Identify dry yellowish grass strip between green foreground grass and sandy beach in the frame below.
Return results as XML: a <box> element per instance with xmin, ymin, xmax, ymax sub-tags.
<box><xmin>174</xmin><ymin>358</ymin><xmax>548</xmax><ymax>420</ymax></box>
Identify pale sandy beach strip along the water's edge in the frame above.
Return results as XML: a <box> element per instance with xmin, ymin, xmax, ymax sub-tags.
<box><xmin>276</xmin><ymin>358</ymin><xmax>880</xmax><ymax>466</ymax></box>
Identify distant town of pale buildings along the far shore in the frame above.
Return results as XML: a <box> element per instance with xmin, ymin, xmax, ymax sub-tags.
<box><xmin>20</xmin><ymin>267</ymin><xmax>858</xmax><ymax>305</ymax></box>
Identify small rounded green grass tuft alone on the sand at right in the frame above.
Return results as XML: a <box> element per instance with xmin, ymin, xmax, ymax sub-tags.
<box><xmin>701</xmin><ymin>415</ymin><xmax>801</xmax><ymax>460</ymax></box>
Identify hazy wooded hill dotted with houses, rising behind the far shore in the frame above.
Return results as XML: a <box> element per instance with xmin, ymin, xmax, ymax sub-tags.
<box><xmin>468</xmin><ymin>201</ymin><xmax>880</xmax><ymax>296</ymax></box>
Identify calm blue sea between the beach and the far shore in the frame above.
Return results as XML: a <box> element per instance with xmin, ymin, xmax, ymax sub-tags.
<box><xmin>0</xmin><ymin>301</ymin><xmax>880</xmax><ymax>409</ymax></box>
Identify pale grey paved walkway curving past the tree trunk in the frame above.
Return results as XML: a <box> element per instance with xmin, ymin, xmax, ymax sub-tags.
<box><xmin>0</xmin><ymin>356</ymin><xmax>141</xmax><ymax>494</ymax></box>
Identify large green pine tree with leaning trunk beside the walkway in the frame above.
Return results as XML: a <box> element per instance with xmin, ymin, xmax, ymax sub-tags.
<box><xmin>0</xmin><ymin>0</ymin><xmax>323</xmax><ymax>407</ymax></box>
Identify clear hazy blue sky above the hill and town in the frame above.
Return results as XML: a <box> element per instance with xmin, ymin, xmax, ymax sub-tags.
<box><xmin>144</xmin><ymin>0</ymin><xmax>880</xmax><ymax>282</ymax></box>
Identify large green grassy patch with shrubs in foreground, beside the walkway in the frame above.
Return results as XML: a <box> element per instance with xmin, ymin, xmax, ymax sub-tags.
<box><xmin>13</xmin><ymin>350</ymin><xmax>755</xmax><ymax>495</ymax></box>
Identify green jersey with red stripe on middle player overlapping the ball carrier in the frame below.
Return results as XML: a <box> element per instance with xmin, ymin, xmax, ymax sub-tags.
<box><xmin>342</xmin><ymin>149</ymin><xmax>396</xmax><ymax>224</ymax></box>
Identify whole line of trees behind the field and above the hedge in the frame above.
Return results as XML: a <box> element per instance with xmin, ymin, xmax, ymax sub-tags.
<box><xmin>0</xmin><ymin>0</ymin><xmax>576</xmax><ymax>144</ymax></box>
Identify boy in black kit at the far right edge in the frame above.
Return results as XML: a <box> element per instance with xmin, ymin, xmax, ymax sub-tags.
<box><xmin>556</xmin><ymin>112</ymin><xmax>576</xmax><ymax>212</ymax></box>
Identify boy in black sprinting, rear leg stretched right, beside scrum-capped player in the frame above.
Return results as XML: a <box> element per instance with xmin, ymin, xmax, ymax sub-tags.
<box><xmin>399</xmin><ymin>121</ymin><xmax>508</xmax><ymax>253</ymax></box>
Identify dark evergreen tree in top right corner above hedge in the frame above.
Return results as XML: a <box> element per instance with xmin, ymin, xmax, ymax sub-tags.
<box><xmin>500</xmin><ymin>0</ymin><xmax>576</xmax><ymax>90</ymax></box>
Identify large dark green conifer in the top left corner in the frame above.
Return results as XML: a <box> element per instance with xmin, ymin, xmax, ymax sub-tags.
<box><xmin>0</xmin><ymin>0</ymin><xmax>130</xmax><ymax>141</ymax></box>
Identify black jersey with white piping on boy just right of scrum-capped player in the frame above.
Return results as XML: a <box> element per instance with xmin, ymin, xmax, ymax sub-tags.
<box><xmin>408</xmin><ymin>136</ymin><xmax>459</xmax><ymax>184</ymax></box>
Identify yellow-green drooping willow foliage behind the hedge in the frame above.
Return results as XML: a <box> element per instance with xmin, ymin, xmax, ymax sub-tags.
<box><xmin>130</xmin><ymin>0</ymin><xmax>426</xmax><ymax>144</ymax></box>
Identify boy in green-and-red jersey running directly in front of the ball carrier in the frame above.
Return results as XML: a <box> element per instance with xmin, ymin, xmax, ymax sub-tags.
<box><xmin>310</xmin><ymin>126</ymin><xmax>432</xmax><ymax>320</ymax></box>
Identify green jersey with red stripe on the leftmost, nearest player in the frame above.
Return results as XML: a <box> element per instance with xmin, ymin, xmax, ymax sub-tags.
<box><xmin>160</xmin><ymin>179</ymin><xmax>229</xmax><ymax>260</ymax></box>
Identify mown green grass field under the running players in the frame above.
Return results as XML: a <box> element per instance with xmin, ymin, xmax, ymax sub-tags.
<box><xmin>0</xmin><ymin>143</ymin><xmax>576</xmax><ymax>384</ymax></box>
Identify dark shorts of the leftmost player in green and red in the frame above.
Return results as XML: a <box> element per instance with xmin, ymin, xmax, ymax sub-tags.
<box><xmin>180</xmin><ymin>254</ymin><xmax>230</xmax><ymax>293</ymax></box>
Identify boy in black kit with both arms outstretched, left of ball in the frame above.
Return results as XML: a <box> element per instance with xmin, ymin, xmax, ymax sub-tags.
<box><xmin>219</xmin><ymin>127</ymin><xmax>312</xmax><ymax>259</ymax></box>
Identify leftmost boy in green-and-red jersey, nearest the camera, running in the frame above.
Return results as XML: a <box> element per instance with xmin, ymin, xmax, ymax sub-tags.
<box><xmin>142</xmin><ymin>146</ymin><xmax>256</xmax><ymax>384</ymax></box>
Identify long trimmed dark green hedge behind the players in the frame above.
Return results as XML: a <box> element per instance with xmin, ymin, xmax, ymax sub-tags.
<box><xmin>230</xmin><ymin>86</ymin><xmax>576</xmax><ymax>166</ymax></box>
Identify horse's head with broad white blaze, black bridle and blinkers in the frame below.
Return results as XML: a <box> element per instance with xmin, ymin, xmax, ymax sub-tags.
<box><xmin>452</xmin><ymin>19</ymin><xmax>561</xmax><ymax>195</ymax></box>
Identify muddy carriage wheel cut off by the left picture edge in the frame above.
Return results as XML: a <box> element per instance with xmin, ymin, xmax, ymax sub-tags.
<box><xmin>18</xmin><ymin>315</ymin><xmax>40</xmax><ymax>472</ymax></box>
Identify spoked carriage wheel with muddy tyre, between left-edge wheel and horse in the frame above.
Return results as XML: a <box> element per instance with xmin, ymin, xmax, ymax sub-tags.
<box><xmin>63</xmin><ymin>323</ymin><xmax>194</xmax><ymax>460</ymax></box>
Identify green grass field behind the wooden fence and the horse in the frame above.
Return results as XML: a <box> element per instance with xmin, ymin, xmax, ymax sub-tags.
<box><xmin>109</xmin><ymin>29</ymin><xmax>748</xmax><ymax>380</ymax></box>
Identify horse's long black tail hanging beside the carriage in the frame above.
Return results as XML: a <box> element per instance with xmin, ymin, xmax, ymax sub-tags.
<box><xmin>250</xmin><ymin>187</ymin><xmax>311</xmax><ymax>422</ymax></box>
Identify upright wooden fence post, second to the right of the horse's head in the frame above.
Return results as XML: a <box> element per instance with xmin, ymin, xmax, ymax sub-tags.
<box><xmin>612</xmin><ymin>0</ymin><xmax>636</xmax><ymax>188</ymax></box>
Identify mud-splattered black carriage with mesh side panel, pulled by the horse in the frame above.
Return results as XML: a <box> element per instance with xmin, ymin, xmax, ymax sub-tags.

(Exercise prompt): Each line in the data that holds the word "scrum" must be copied.

(Solved problem):
Identify boy in black sprinting, rear leg stretched right, beside scrum-capped player in the frame above.
Identify black jersey with white piping on boy just right of scrum-capped player in the frame above.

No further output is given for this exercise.